[[ Information given open ]]

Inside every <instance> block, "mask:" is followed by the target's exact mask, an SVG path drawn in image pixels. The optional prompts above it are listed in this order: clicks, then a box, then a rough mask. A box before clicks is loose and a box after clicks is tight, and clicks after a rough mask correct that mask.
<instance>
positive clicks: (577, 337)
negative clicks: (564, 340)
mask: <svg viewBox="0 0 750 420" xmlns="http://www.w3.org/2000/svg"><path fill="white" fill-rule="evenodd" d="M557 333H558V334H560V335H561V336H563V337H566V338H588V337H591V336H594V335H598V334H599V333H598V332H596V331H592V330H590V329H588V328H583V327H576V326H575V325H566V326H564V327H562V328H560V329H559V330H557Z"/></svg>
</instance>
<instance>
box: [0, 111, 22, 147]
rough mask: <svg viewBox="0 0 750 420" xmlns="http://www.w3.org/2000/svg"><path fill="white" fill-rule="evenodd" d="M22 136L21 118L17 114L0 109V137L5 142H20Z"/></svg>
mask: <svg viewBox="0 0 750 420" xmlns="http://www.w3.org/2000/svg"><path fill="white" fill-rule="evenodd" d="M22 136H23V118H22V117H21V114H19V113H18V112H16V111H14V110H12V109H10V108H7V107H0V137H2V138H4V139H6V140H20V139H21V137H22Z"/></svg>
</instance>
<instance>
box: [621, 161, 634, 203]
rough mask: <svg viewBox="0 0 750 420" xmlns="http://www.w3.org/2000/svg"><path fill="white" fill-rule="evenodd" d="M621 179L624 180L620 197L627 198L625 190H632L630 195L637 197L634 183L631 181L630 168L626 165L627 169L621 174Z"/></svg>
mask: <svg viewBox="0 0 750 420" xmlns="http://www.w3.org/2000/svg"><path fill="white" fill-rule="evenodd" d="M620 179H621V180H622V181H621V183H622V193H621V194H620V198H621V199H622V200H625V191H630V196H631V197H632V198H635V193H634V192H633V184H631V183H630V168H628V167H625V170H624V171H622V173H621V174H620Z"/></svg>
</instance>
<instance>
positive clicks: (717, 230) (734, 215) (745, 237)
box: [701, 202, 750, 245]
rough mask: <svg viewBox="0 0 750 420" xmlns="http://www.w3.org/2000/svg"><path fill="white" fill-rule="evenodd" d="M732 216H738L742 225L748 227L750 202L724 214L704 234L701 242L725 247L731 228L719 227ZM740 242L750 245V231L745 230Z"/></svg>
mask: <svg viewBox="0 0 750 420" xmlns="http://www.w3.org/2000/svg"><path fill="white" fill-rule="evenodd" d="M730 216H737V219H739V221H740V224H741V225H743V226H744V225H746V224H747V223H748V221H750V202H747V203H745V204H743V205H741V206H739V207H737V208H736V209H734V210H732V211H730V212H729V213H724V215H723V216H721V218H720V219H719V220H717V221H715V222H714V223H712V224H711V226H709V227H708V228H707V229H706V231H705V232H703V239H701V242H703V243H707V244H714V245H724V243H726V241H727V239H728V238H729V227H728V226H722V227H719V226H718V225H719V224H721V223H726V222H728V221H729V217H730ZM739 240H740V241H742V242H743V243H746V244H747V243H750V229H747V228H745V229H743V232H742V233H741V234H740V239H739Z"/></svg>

[[ Information given closed ]]

Task directions.
Nothing may be omitted or altered; reproduce all of the entries.

Result of this exercise.
Inside every <instance> block, "mask:" is followed by the target's exact mask, an SVG path drawn in image pixels. The optional prompts above it are listed in this order: clicks, then a box, then a rough mask. A box before clicks is loose and a box after clicks is tight, and clicks after a rough mask correct that mask.
<instance>
positive clicks: (577, 337)
negative clicks: (564, 340)
mask: <svg viewBox="0 0 750 420" xmlns="http://www.w3.org/2000/svg"><path fill="white" fill-rule="evenodd" d="M557 333H558V334H560V335H561V336H563V337H566V338H588V337H591V336H594V335H598V334H599V333H598V332H596V331H592V330H590V329H588V328H583V327H576V326H575V325H566V326H564V327H562V328H560V329H559V330H557Z"/></svg>
</instance>
<instance>
box: [0, 111, 22, 147]
rough mask: <svg viewBox="0 0 750 420" xmlns="http://www.w3.org/2000/svg"><path fill="white" fill-rule="evenodd" d="M22 136L21 118L17 114L0 109V137L5 142H20Z"/></svg>
mask: <svg viewBox="0 0 750 420" xmlns="http://www.w3.org/2000/svg"><path fill="white" fill-rule="evenodd" d="M22 136H23V118H22V117H21V114H19V113H18V112H16V111H14V110H12V109H10V108H7V107H0V137H2V138H4V139H6V140H20V139H21V137H22Z"/></svg>
</instance>
<instance>
box: [621, 161, 634, 203]
rough mask: <svg viewBox="0 0 750 420" xmlns="http://www.w3.org/2000/svg"><path fill="white" fill-rule="evenodd" d="M621 179L624 180L620 197L627 198L625 190H632L630 195L637 197L634 183L631 181L630 168L626 165L627 169L621 174Z"/></svg>
mask: <svg viewBox="0 0 750 420" xmlns="http://www.w3.org/2000/svg"><path fill="white" fill-rule="evenodd" d="M620 179H621V180H622V181H621V183H622V193H621V194H620V198H621V199H622V200H625V191H630V196H631V197H632V198H635V193H634V192H633V184H631V183H630V168H628V167H625V170H624V171H622V173H621V174H620Z"/></svg>
</instance>
<instance>
positive clicks: (717, 230) (734, 215) (745, 237)
box: [701, 202, 750, 245]
rough mask: <svg viewBox="0 0 750 420" xmlns="http://www.w3.org/2000/svg"><path fill="white" fill-rule="evenodd" d="M732 216H738L742 225L748 227L750 202L724 214L704 234L701 242L725 247L731 228L719 227ZM740 242L750 245V231L745 230Z"/></svg>
mask: <svg viewBox="0 0 750 420" xmlns="http://www.w3.org/2000/svg"><path fill="white" fill-rule="evenodd" d="M730 216H737V219H739V221H740V224H741V225H743V226H744V225H746V224H747V223H748V221H750V202H747V203H745V204H743V205H741V206H739V207H737V208H736V209H734V210H732V211H730V212H729V213H724V215H723V216H721V218H720V219H719V220H717V221H715V222H714V223H712V224H711V226H709V227H708V228H707V229H706V231H705V232H703V239H701V242H703V243H707V244H714V245H724V243H726V241H727V239H728V238H729V227H728V226H722V227H719V226H718V225H719V224H721V223H726V222H728V221H729V217H730ZM739 240H740V241H742V242H743V243H746V244H747V243H750V229H747V228H745V229H743V232H742V233H741V234H740V239H739Z"/></svg>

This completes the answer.